## What the task asks
Every line of the records below should be restated exactly.
Record set Start Marker
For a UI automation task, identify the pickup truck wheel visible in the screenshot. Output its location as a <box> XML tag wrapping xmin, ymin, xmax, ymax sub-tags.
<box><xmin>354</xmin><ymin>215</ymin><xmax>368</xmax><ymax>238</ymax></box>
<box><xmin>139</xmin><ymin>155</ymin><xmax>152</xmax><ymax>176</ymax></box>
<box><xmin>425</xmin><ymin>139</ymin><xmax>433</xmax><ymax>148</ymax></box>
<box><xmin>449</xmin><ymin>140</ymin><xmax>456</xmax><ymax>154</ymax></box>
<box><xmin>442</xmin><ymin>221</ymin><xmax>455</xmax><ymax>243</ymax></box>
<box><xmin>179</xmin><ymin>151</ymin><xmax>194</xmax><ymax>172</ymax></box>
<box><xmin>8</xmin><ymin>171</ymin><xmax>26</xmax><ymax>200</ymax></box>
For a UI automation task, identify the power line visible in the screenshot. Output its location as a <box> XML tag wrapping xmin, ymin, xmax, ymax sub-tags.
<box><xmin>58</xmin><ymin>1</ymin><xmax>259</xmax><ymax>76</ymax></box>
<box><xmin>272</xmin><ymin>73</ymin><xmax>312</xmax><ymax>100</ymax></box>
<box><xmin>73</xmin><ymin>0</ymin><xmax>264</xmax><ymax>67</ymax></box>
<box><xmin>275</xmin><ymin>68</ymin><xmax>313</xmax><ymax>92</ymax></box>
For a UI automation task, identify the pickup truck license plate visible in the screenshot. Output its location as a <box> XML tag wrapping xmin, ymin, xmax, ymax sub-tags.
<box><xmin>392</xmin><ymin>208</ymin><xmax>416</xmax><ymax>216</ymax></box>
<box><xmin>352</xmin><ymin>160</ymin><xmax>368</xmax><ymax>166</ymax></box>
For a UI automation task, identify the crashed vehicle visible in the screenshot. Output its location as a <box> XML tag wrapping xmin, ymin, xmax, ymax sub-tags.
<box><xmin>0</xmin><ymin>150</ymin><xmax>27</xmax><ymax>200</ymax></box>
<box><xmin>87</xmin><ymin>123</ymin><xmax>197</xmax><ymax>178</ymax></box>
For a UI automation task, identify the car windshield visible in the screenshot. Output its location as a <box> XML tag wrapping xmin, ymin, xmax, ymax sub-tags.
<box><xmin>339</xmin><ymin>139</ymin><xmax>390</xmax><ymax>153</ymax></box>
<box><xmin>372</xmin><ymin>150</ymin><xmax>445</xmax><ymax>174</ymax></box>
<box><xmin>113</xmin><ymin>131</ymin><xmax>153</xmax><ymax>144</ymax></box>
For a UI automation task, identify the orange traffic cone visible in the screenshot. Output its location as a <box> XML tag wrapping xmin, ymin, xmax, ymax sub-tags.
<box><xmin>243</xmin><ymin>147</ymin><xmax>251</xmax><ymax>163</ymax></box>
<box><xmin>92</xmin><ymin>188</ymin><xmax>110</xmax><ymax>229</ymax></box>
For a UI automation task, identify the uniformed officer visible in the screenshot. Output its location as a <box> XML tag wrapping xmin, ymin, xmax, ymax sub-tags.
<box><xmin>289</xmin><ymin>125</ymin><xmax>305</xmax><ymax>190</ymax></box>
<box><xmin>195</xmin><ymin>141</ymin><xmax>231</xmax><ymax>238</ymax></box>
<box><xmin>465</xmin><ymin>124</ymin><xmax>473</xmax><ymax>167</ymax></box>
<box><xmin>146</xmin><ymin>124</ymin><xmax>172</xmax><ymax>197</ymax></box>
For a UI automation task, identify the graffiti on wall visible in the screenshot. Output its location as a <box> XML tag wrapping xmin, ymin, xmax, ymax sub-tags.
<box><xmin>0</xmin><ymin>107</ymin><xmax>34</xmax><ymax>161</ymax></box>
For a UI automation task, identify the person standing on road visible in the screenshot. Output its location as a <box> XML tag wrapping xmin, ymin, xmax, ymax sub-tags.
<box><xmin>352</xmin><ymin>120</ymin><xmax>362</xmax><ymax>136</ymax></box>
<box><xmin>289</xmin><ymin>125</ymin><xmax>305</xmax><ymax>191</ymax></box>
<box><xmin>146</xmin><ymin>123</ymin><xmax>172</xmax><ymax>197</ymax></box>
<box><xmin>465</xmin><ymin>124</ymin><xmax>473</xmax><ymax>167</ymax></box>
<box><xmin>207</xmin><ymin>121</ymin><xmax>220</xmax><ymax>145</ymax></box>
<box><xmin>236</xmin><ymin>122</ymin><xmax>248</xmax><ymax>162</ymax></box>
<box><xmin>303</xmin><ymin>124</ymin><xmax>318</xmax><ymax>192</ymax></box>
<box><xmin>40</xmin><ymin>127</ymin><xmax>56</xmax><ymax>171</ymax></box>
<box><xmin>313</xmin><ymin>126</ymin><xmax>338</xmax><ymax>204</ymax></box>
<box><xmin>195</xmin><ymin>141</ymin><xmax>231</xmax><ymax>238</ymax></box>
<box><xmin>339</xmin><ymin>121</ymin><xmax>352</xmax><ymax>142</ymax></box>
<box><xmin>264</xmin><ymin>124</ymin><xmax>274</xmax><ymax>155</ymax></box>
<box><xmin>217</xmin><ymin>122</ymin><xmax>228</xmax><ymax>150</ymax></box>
Record set End Marker
## Answer to this problem
For a UI automation task, identify the pickup truck wheel visible in the screenshot. Output its location as a <box> XML tag wrapping xmin, ymin, xmax, ymax sub-tags.
<box><xmin>354</xmin><ymin>215</ymin><xmax>368</xmax><ymax>238</ymax></box>
<box><xmin>139</xmin><ymin>155</ymin><xmax>152</xmax><ymax>176</ymax></box>
<box><xmin>425</xmin><ymin>139</ymin><xmax>433</xmax><ymax>148</ymax></box>
<box><xmin>449</xmin><ymin>140</ymin><xmax>456</xmax><ymax>154</ymax></box>
<box><xmin>442</xmin><ymin>221</ymin><xmax>455</xmax><ymax>243</ymax></box>
<box><xmin>179</xmin><ymin>151</ymin><xmax>194</xmax><ymax>172</ymax></box>
<box><xmin>8</xmin><ymin>171</ymin><xmax>26</xmax><ymax>200</ymax></box>
For a UI automation task, identify the power line visible in the screenshot. Output its location as a <box> XML tag wrapping xmin, ymin, xmax, ymax sub-tags.
<box><xmin>58</xmin><ymin>1</ymin><xmax>259</xmax><ymax>76</ymax></box>
<box><xmin>272</xmin><ymin>73</ymin><xmax>312</xmax><ymax>100</ymax></box>
<box><xmin>73</xmin><ymin>0</ymin><xmax>264</xmax><ymax>67</ymax></box>
<box><xmin>275</xmin><ymin>68</ymin><xmax>313</xmax><ymax>92</ymax></box>
For a UI automation task, identify the pickup truck license plate visible in the screenshot. Output its location as a <box> XML tag wrapping xmin, ymin, xmax, ymax sub-tags.
<box><xmin>392</xmin><ymin>208</ymin><xmax>416</xmax><ymax>216</ymax></box>
<box><xmin>352</xmin><ymin>160</ymin><xmax>368</xmax><ymax>166</ymax></box>
For a UI automation task, identify the crashed vehicle visible in the screenshot. Output its location as a <box> XML tag wrapping xmin, ymin, xmax, ymax sub-tags.
<box><xmin>0</xmin><ymin>150</ymin><xmax>27</xmax><ymax>200</ymax></box>
<box><xmin>87</xmin><ymin>123</ymin><xmax>197</xmax><ymax>178</ymax></box>
For a UI automation task, identify the car windshield visible in the screenshot. Output its location as a <box> XML tag wrapping xmin, ymin, xmax, ymax sub-tags.
<box><xmin>339</xmin><ymin>139</ymin><xmax>390</xmax><ymax>153</ymax></box>
<box><xmin>372</xmin><ymin>150</ymin><xmax>445</xmax><ymax>174</ymax></box>
<box><xmin>113</xmin><ymin>131</ymin><xmax>153</xmax><ymax>144</ymax></box>
For a UI automation task, identify the orange traffic cone visible in the screenshot. Output its location as a <box> XML tag wrapping xmin, ymin, xmax, ymax sub-tags.
<box><xmin>243</xmin><ymin>147</ymin><xmax>251</xmax><ymax>163</ymax></box>
<box><xmin>92</xmin><ymin>188</ymin><xmax>110</xmax><ymax>229</ymax></box>
For a UI automation task, identify the uniformed officer visible in the screenshot. Output its location as a <box> XML tag wrapping xmin, ymin, xmax, ymax sub-tags.
<box><xmin>289</xmin><ymin>125</ymin><xmax>305</xmax><ymax>190</ymax></box>
<box><xmin>195</xmin><ymin>141</ymin><xmax>231</xmax><ymax>238</ymax></box>
<box><xmin>465</xmin><ymin>124</ymin><xmax>473</xmax><ymax>167</ymax></box>
<box><xmin>146</xmin><ymin>124</ymin><xmax>172</xmax><ymax>197</ymax></box>
For a UI automation task, identify the graffiti on wall visible in the screenshot. Output its location as a <box> XML tag wrapping xmin, ymin, xmax, ymax sub-tags.
<box><xmin>0</xmin><ymin>107</ymin><xmax>34</xmax><ymax>161</ymax></box>
For a UI automation task, identify the person standing on road visible in the screenshot. Output its location as a <box> XML tag wrapping xmin, ymin, xmax, ymax sub-tags.
<box><xmin>352</xmin><ymin>120</ymin><xmax>362</xmax><ymax>136</ymax></box>
<box><xmin>289</xmin><ymin>125</ymin><xmax>305</xmax><ymax>191</ymax></box>
<box><xmin>146</xmin><ymin>123</ymin><xmax>172</xmax><ymax>197</ymax></box>
<box><xmin>465</xmin><ymin>124</ymin><xmax>473</xmax><ymax>167</ymax></box>
<box><xmin>207</xmin><ymin>121</ymin><xmax>220</xmax><ymax>145</ymax></box>
<box><xmin>236</xmin><ymin>122</ymin><xmax>248</xmax><ymax>162</ymax></box>
<box><xmin>303</xmin><ymin>124</ymin><xmax>318</xmax><ymax>192</ymax></box>
<box><xmin>40</xmin><ymin>127</ymin><xmax>56</xmax><ymax>171</ymax></box>
<box><xmin>313</xmin><ymin>126</ymin><xmax>338</xmax><ymax>204</ymax></box>
<box><xmin>195</xmin><ymin>141</ymin><xmax>231</xmax><ymax>238</ymax></box>
<box><xmin>339</xmin><ymin>121</ymin><xmax>352</xmax><ymax>142</ymax></box>
<box><xmin>264</xmin><ymin>124</ymin><xmax>274</xmax><ymax>155</ymax></box>
<box><xmin>217</xmin><ymin>122</ymin><xmax>228</xmax><ymax>150</ymax></box>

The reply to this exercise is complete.